EXERCISE OBJECTIVE: Rewrite the items below with "vertices" changed to "corner points" throughout, leaving everything else untouched.

[start of DATA FOR PROCESSING]

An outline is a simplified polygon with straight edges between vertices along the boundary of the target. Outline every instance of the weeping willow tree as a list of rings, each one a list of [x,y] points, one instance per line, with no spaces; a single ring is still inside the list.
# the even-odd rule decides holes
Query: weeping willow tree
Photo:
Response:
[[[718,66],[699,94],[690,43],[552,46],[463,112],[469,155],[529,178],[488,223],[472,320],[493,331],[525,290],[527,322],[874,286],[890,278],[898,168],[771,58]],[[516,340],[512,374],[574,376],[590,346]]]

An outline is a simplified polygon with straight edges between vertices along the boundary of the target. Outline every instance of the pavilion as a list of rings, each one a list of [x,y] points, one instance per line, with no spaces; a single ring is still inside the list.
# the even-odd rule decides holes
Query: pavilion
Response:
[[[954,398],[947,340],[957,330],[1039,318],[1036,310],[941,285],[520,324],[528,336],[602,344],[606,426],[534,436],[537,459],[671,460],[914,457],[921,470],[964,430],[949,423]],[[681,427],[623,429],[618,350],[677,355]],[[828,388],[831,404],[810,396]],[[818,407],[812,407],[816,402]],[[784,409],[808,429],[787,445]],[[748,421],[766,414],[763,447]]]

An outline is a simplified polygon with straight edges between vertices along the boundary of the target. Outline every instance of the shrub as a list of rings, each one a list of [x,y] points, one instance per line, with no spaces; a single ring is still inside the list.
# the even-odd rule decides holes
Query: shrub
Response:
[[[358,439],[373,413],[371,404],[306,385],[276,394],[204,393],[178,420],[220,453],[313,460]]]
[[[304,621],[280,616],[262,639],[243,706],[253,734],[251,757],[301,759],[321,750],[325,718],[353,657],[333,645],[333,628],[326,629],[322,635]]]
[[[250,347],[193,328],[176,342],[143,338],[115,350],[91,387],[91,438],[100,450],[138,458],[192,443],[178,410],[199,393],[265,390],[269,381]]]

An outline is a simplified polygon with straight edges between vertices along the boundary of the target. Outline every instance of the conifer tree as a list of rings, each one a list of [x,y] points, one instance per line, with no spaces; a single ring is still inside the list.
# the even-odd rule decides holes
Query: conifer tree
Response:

[end of DATA FOR PROCESSING]

ANSWER BELOW:
An outline is a simplified polygon with straight edges between corner points along the boundary of the target. Outline every instance of the weeping willow tree as a list of rings, each one a list of [x,y] points, one instance per line, with no spaces; a single ring is still inside the list.
# the even-odd rule decides holes
Query: weeping willow tree
Photo:
Response:
[[[718,66],[699,94],[690,43],[552,46],[463,112],[469,155],[529,178],[488,223],[472,320],[493,331],[525,290],[527,322],[874,286],[890,278],[898,168],[771,58]],[[516,340],[512,374],[574,376],[590,346]]]

An outline is a simplified polygon with straight edges between corner points along the boundary of the target. Outline every instance of the pavilion as a list of rings, each one a list of [x,y] points, one instance per line, with no spaces; a single ring is still inside the list.
# the even-odd rule decides holes
Query: pavilion
Response:
[[[954,398],[947,340],[957,330],[1039,318],[1036,310],[941,285],[520,324],[528,336],[602,344],[606,426],[534,436],[537,459],[671,460],[914,457],[921,470],[964,430],[949,423]],[[681,427],[623,429],[618,350],[677,355]],[[828,388],[831,404],[810,396]],[[818,407],[812,407],[816,402]],[[784,409],[808,429],[787,445]],[[748,421],[766,414],[763,447]]]

An outline is a simplified polygon with straight edges between corner points along the boundary of the target. Outline every instance of the shrub as a list of rings, each one a list of [x,y] points, one instance per line, with no spaces; a single ring is still inside the list.
# the even-odd rule decides holes
Query: shrub
Response:
[[[358,439],[373,413],[371,404],[306,385],[276,394],[204,393],[178,420],[220,453],[313,460]]]
[[[304,621],[280,616],[262,639],[243,706],[253,734],[251,757],[301,759],[321,750],[325,718],[353,657],[333,645],[333,628],[326,629],[322,635]]]
[[[250,347],[193,328],[176,342],[143,338],[115,350],[91,387],[91,438],[100,450],[138,458],[192,443],[178,410],[199,393],[265,390],[269,381]]]

An outline is a simplified polygon with straight edges between corner points along the boundary of the target. Outline every instance of the conifer tree as a list of rings, each one a list of [x,y] points, one instance per line, with no spaces; a single ring is still inside the list.
# the even-odd rule decides holes
Query: conifer tree
Response:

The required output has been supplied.